# Quoted text
** Start **
Shams’s work suggests that the essence of her poetry lies in the line written between two voices, each slightly misaligned. This misalignment is not a flaw but a feature, a space where meaning is constantly negotiated and redefined. The poet challenges the conventional notion of translation as a mere transfer of meaning, proposing instead that it involves acts of rewriting from scratch. Translation becomes an endeavor to introduce a new misalignment, reflecting the inherent discrepancies even within the original text.
In the final poem, Shams plays with a famous phrase from the Old Testament: “In the beginning there was translation / one soul clinging to another / in a bed of words intimate and unfamiliar, one mouth fused to another / a child born out of wedlock in a notebook’s scarlet embrace” (Translation, 35). This powerful imagery encapsulates the core of Shams’s poetic exploration—translation as a fundamental aspect of human connection, self-exploration, and writing.
It is through such an existential understanding of translation that the poems have also been translated into English. The concept of translation in Hopscotch transcends mere linguistic conversion; it is an act of re-interpretation and exploration within a poem’s world. Davoudian’s approach underscores the duality inherent in the act of translation, where each language brings forth a different facet of the same poetic essence.
Hopscotch ultimately redefines the relationship between original and translation. Shams’s poetic vision offers a profound meditation on the nature of language, identity, and the continuous act of translation that shapes our understanding of the world. Stefan Maneval’s photographs, interspersed throughout the collection, add another layer of depth to the reading experience. These images serve as visual counterparts to the poems, capturing the essence of exile and the fragmented nature of memory.
FATEMEH SHAMS is the author of two books of poetry in Persian and a critical monograph in English on poetry and politics, A Revolution in Rhyme (Oxford UP). When They Broke Down the Door (Mage, 2016), a collection of her poems translated by Dick Davis, won the 2016 Latifeh Yarshater Award from the Association for Iranian Studies. Her poetry has been featured in Poetry magazine, PBS NewsHour, World Literature Today, and the Penguin Book of Feminist Writing, among other venues. She is Associate Professor of Persian Literature at the University of Pennsylvania.
** End **
# Problems to work on
a: In the passage on Hopscotch, whose photographs are interspersed throughout the collection?
b: Reproduce the part of the listing that opens with its first line and closes with the line containing "[0,155,640,480]", including both of those lines.
This passage and the listing after it come from unrelated sources.

# Raw data
** Start **
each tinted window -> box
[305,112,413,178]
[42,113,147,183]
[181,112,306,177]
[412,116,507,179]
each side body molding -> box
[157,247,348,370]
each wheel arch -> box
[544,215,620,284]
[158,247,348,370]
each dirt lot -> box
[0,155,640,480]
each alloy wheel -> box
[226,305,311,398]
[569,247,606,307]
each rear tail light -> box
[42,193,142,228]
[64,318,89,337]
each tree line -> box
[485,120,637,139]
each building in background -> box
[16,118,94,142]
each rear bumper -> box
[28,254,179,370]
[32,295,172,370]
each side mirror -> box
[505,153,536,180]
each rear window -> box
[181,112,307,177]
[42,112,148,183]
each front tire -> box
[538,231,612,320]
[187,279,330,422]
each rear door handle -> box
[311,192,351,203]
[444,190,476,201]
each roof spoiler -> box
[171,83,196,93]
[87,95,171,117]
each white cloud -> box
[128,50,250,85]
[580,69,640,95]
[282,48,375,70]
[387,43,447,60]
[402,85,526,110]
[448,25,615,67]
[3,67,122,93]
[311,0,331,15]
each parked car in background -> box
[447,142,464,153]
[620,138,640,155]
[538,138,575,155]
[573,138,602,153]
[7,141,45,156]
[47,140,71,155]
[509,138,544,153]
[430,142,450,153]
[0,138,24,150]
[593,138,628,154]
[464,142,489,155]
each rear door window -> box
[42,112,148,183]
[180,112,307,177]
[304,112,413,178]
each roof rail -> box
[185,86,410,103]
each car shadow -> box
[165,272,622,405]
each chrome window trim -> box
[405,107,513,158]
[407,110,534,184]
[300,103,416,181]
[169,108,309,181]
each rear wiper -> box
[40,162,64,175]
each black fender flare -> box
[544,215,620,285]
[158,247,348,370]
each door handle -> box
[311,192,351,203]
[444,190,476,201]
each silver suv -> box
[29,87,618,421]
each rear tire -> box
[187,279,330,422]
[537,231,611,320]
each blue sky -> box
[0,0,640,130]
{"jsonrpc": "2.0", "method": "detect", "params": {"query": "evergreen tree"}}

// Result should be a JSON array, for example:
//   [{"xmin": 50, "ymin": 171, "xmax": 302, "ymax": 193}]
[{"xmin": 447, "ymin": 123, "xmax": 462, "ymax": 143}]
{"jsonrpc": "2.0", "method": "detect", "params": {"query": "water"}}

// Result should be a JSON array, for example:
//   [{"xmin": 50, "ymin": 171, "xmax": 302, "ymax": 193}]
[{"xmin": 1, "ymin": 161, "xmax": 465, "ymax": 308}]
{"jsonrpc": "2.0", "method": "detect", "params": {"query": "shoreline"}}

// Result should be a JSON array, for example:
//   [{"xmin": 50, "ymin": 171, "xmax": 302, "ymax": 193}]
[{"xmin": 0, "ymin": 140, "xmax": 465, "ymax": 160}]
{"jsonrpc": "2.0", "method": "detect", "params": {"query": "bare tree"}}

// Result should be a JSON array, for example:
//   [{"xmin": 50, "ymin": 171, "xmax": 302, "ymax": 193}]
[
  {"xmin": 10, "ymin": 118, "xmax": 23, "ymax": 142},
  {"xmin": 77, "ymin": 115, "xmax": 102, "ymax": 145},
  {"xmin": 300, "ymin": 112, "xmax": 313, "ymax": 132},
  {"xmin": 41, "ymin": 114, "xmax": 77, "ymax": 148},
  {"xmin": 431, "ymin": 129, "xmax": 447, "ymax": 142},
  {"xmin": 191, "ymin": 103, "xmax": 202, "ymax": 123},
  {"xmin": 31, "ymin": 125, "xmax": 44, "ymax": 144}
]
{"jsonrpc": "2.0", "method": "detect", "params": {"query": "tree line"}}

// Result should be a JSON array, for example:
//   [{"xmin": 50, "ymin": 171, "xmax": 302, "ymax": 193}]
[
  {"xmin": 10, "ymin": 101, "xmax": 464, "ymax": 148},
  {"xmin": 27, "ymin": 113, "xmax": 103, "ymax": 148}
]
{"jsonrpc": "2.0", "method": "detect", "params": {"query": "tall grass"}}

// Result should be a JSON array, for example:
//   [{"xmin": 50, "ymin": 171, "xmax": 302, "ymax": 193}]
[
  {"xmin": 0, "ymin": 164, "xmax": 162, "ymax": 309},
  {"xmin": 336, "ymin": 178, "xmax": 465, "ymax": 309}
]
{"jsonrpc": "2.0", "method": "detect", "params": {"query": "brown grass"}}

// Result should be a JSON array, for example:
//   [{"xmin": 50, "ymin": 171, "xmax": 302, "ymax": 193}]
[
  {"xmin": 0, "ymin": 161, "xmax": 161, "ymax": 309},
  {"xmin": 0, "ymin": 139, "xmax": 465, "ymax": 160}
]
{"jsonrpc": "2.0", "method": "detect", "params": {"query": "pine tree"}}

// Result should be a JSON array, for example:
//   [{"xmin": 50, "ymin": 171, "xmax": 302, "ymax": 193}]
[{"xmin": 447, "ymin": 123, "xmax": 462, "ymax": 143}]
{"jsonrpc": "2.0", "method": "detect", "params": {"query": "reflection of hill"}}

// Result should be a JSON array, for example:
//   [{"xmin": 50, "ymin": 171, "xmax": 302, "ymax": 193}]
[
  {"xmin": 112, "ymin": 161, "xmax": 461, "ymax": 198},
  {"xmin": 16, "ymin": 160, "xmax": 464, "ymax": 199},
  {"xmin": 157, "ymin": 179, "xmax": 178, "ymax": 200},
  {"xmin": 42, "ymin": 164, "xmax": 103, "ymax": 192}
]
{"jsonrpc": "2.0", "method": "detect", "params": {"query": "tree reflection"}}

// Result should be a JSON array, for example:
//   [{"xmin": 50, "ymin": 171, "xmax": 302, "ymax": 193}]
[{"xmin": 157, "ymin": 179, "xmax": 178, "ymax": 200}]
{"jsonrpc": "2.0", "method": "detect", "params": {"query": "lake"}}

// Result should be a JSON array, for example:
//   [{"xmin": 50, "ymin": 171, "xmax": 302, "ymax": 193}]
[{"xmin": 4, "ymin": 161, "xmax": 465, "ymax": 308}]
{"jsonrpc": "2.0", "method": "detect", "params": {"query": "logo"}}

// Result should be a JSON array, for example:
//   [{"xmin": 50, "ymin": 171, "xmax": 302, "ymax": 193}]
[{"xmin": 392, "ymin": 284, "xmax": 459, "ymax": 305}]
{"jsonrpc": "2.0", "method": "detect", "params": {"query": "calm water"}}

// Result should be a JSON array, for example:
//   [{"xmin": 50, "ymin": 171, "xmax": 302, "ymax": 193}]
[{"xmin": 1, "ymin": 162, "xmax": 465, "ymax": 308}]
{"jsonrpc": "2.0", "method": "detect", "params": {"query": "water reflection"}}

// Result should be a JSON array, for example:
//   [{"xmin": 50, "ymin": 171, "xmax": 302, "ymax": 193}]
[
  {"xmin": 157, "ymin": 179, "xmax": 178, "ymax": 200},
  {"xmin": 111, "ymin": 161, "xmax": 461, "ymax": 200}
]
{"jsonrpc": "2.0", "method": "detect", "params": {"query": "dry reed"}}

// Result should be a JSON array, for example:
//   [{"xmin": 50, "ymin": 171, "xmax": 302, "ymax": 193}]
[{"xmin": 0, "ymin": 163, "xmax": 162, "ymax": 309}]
** End **
# Results of the exercise
a: Stefan Maneval's.

b:
each tinted window -> box
[305,112,413,178]
[42,113,147,183]
[181,112,306,177]
[412,116,507,179]
each side body molding -> box
[157,247,348,370]
each wheel arch -> box
[544,215,620,284]
[158,247,348,370]
each dirt lot -> box
[0,155,640,480]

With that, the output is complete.